* **EXERCISE INSTRUCTIONS**: Give back exactly the line containing "of the beige" together with all the lines after it, ending at the final line below.

(Collection entries)
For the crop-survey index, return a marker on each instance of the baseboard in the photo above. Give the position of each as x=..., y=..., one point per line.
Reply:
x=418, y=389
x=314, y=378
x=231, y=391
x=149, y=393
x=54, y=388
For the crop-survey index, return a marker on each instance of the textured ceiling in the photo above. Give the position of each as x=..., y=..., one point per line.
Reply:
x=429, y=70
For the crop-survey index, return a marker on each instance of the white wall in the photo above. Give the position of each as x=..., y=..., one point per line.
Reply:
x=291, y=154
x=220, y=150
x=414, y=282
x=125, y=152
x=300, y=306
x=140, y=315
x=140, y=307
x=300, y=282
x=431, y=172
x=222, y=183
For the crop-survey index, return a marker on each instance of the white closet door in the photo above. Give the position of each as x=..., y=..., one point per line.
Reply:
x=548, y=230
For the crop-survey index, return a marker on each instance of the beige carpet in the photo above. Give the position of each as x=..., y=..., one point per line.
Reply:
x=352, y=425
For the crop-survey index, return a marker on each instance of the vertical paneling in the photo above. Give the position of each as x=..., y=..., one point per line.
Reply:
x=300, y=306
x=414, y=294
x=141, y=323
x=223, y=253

* **TASK RESULT**:
For the crop-survey index, return a marker on each instance of the beige carpet in the photo above. Give the position of each as x=..., y=..., one point per line.
Reply:
x=352, y=425
For the crop-survey index, return a marker on each instance of the vertical paneling in the photo above. Give the position of each as x=..., y=..., one point per line.
Reply:
x=300, y=306
x=414, y=294
x=141, y=323
x=223, y=253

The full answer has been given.